[[ Exercise inputs open ]]

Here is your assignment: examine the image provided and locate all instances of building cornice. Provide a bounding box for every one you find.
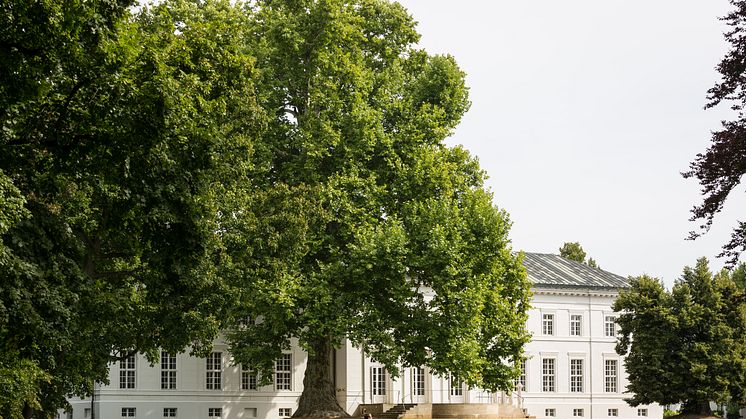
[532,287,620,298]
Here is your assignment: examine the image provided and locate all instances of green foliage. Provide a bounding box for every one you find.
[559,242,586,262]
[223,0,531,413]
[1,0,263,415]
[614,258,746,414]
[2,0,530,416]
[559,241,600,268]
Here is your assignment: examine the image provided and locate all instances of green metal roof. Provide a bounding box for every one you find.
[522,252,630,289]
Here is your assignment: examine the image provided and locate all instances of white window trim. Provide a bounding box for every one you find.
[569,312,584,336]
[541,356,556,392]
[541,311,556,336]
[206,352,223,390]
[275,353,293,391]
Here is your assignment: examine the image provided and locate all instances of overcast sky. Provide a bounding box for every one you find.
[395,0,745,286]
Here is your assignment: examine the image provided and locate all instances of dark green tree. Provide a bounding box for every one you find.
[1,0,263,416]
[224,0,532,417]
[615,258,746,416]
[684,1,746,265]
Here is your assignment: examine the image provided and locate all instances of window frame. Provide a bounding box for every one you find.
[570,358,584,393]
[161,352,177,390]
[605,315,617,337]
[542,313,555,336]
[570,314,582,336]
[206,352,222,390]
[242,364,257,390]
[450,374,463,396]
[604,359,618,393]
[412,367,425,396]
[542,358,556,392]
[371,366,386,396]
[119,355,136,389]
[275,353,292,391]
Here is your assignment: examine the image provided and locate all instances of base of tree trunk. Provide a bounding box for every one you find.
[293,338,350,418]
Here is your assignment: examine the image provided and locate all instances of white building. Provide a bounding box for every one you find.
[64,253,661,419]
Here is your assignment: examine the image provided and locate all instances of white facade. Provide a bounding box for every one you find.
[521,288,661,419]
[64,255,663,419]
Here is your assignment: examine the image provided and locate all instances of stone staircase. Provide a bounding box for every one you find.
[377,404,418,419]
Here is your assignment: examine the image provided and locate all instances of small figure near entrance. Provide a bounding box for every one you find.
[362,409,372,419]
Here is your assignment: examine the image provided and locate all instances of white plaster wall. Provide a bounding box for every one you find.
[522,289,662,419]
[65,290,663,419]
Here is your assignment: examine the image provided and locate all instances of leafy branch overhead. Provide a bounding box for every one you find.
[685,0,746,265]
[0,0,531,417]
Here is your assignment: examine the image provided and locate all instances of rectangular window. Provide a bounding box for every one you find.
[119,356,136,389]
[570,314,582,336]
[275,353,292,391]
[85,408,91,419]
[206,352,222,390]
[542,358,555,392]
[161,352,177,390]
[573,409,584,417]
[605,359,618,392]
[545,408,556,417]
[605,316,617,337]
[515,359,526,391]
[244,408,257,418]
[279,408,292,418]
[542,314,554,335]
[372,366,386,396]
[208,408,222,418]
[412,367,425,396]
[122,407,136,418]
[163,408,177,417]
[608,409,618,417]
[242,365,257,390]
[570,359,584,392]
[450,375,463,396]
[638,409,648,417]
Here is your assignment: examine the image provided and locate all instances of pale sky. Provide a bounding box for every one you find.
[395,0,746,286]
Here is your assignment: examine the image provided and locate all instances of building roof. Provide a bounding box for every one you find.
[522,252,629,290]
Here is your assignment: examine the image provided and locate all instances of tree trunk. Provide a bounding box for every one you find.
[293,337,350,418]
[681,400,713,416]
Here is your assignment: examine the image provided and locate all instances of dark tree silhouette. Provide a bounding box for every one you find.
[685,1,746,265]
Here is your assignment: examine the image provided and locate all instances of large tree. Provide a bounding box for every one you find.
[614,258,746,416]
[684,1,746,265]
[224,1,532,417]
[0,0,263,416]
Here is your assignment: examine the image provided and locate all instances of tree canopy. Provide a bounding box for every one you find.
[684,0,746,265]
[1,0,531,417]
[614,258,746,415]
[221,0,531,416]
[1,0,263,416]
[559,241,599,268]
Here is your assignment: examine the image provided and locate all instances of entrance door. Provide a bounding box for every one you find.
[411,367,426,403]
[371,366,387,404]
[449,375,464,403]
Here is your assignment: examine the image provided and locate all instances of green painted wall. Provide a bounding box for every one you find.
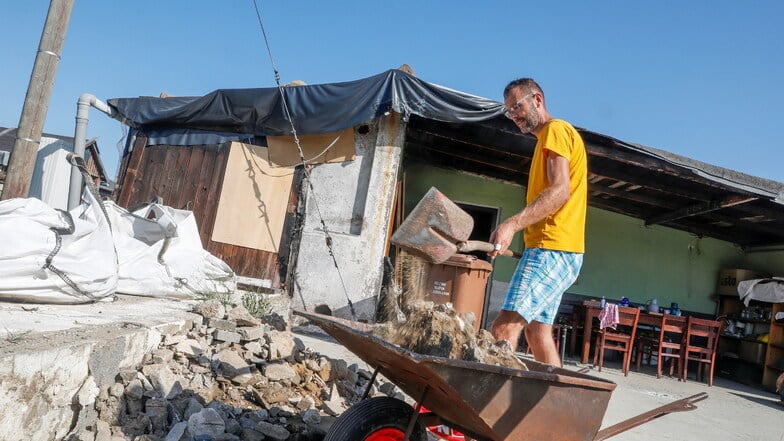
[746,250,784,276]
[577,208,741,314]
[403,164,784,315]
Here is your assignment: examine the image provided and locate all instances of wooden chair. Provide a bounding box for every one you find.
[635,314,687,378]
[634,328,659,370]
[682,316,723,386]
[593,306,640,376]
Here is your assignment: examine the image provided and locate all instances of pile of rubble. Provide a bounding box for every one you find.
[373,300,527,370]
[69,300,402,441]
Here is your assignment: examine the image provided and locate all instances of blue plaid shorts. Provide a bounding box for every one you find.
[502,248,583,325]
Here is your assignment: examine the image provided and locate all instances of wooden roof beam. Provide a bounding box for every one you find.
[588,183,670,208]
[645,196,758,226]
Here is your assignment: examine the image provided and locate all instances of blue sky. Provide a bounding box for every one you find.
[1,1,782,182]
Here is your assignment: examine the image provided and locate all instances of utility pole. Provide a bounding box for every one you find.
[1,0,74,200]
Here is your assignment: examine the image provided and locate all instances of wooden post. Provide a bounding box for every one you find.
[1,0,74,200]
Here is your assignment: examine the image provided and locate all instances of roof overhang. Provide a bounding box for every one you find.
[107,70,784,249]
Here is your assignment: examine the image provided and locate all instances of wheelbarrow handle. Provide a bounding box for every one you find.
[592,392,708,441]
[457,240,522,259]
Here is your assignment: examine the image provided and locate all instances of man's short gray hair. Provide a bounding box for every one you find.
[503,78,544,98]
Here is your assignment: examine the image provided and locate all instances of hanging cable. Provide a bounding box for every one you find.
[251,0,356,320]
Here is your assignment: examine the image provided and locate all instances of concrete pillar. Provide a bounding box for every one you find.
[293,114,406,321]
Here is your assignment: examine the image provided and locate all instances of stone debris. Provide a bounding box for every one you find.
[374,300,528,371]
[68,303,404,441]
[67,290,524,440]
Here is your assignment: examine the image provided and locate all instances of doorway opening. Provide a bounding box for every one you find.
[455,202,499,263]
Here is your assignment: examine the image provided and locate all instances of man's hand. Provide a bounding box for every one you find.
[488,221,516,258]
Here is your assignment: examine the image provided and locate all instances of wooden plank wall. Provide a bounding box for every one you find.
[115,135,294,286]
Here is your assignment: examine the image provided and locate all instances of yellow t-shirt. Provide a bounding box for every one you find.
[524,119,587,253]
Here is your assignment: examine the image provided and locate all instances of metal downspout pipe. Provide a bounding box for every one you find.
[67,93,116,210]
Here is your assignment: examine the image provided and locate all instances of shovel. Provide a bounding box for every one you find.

[[ Exercise inputs closed ]]

[Aim of the task]: Print the entries above exactly, taking out only the pictures.

[Response]:
Here is your assignment: examine the image provided and locate all instances of building cornice. Provide a bounding box for every one you find.
[532,287,620,298]
Here is your assignment: examine the image provided and locate all instances of green foliage. Provide a bounding box for every one you find.
[559,242,586,262]
[223,0,531,413]
[1,0,263,415]
[614,258,746,414]
[2,0,530,416]
[559,241,600,268]
Here is your assignment: examine the image provided and locate all instances of green metal roof. Provide a bounding box for every one you find.
[522,252,630,289]
Here is your assignment: examine the image provided and locate all instances of white window trim. Provide a bounding box for every one you find.
[569,312,584,336]
[541,356,556,392]
[541,311,556,336]
[206,352,223,390]
[275,353,293,391]
Here is your assignment: examine the image provided and locate all instances of overcast sky. Provide a bounding box for every one you find.
[395,0,745,286]
Here is your assignment: examine the image provided and locate all instances of dark green tree. Provide a bounding box for every one you find.
[1,0,263,416]
[224,0,532,417]
[615,258,746,416]
[684,1,746,265]
Here is your assignment: examine the image provided and locate all instances of window frame. Provide a bounding box for every one you find.
[570,358,584,393]
[161,352,177,390]
[605,315,617,337]
[542,313,555,336]
[570,314,582,336]
[206,352,222,390]
[242,364,257,390]
[450,374,463,396]
[604,359,618,393]
[412,367,425,396]
[542,358,556,392]
[371,366,386,396]
[119,355,136,389]
[275,353,292,391]
Here is your assignment: examine the image provided and locate all instances of base of tree trunk. Provide a bounding box for every one you find.
[293,338,350,418]
Here is your assignment: examine the image provided and locate all instances of white building. Provide a bounding box for every one you find.
[64,253,661,419]
Here is your assignment: examine the image provided and locate all instances of white facade. Provide a bounding box for every one you find.
[521,288,661,419]
[64,255,663,419]
Here is your assignment: examine the image provided and locate all instances of stone staircase. Provide a bounding box for every one you find.
[377,404,418,419]
Here is your assignment: examine the image provided and locate all instances of small figure near entrance. Provide a bounding box for every one you find.
[362,409,372,419]
Here is your assignment: examine the image provided and locate all instances of white plaster wall. Provide a bounding box for every one you find.
[522,289,662,419]
[65,290,663,419]
Here is your assignment: examine the image provided and locate all instances of leafy branch overhead. Provide a bounding box for every one you find.
[685,0,746,265]
[0,0,531,417]
Here is your assignment: examine the image provided and locate all instances of rectangular window. Provide a bounding box for every one you find.
[119,356,136,389]
[570,314,582,336]
[275,353,292,391]
[85,408,91,419]
[206,352,222,390]
[542,358,555,392]
[161,352,177,390]
[573,409,584,417]
[605,359,618,392]
[545,408,556,417]
[605,316,617,337]
[515,359,526,391]
[244,408,257,418]
[279,408,292,418]
[542,314,554,335]
[372,366,386,396]
[208,408,222,418]
[412,367,425,396]
[122,407,136,418]
[163,408,177,417]
[608,409,618,417]
[242,365,257,390]
[570,359,584,392]
[450,375,463,396]
[638,409,648,417]
Here is your assignment: examine the image provided and locate all instances of pale sky. Provide a bounding box for every one you find.
[395,0,746,286]
Here is your assignment: examine the image provided and locate all instances of building roof. Provide a bounding box for every one you find.
[522,252,629,290]
Here is your assignment: examine the image provided and locate all instances of tree trunk. Provide a bounding box for every one you find.
[293,337,350,418]
[681,400,713,416]
Here is your assignment: examine the image provided and locate all instances of dark tree silhouette. Provide a bounding box for every one you find.
[685,1,746,265]
Here is your assignment: examine the image provided and locate all instances of large tree. Provide a bounding box for every one you find.
[614,258,746,416]
[684,1,746,265]
[224,1,532,417]
[0,0,263,416]
Here is your assignment: examine the image provided and locate all instances of tree canopy. Provide a bounding box for every one you find.
[684,0,746,265]
[1,0,531,417]
[614,258,746,415]
[221,0,531,416]
[1,0,263,416]
[559,241,599,268]
Here is your assignment: examine the image provided and locate all instances of entrance door. Provide a bounding box for every one you find.
[411,367,426,403]
[371,366,387,404]
[449,375,464,403]
Here is your assignment: examine the image provided and locate all instances of green painted wall. Provide a bounding box for every one you find.
[746,250,784,276]
[577,208,741,314]
[403,164,784,315]
Here is your assignment: examine the image provided and locate all instances of wooden chair. Provide a bounding box for every one you find.
[635,314,687,378]
[634,328,659,370]
[682,316,723,386]
[593,306,640,376]
Here is your assignment: examine the image provided and locate all instances of pile of rubble. Provide a bounding box for every one you find.
[373,300,527,370]
[69,300,402,441]
Here is your assignment: examine the image provided and locate all instances of blue plaid shorts. Provide a bounding box for every one you find.
[502,248,583,325]
Here is your assignment: examine the image provided and locate all instances of wooden roof beam. Provide a bounding box for every one you find.
[588,183,670,208]
[645,196,758,226]
Here is your assignment: examine the image provided and locate all instances of blue sky. Provide a bounding box for every one you find.
[1,1,782,182]
Here is your assignment: examine the image provided and locate all instances of utility pole. Provide a bounding box for every one you find.
[1,0,74,200]
Here is your assignment: examine the image provided and locate all instances of wooden post. Provide a bounding box for every one you find.
[1,0,74,200]
Here is your assignment: examine the image provided and locate all instances of roof overhang. Provide a bounding box for every one you find.
[107,70,784,249]
Here is your assignment: examine the image provided and locate all instances of wheelbarrow handle. Provide a bounding box for every one you find.
[592,392,708,441]
[457,240,522,259]
Here is your assignment: examine the image provided and locate all instances of man's short gray hair. Provide a bounding box for every one you find.
[503,78,544,98]
Here is your assignment: examine the image provided and locate all instances of hanging cable. Provide a bounding box for every one you find.
[251,0,356,320]
Here is your assignment: examine the image provided and locate all instances of concrete pillar. Provide a bounding box for every one you find.
[293,114,406,321]
Here is your assignment: examine the image provided and locate all instances of stone debris. Provide a bounding box for every one you find.
[374,300,528,371]
[68,303,404,441]
[67,290,524,440]
Here is your assignment: examine the image provided and locate all instances of doorway opening. Provide a bounding box for every one you find.
[455,202,499,263]
Here is your assignment: examine the image provided and locate all instances of man's hand. Provide a bounding box for every one you find.
[488,221,516,258]
Here is your assignment: examine the image provided and locate all instances of wooden plank wall. Provide a bounding box for every one you find.
[115,135,294,286]
Here is your assignment: examine the image provided and locate all instances of yellow t-shirt. Provide a bounding box for every one you find.
[524,119,587,253]
Here is your assignment: examine the image provided and locate all instances of metal downspout pipe. Provide a bounding box for every one you find.
[67,93,116,210]
Here is your assignment: examine the image provided and locate all instances of shovel. Provide a bounding box for every one you find.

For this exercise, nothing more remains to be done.